• **Tu tarea**: Escala los registros: vuelve a escribir todas sus líneas, incluido el texto de cada enunciado, y multiplica por 1,7 las coordenadas de las respuestas, redondeando a números enteros con las mitades hacia arriba. Las coordenadas de muestra de cada enunciado se quedan igual.

• **Registros proporcionados**:
————

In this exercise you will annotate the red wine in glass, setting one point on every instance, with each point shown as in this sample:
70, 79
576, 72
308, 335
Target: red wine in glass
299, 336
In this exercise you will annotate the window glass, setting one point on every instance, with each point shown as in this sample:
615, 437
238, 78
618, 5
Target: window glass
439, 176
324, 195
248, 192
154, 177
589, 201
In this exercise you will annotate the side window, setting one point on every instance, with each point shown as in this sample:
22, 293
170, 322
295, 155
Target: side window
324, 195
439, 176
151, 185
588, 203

————

• **Resultado**:
In this exercise you will annotate the red wine in glass, setting one point on every instance, with each point shown as in this sample:
70, 79
576, 72
308, 335
Target: red wine in glass
508, 571
In this exercise you will annotate the window glass, setting one point on every instance, with each point shown as in this sample:
615, 437
238, 78
618, 5
Target: window glass
746, 299
551, 332
422, 326
262, 301
1001, 342
In this exercise you will annotate the side window, setting one point on every instance, with each point shown as in this sample:
22, 293
170, 322
295, 155
Target: side window
551, 332
746, 299
257, 315
1000, 345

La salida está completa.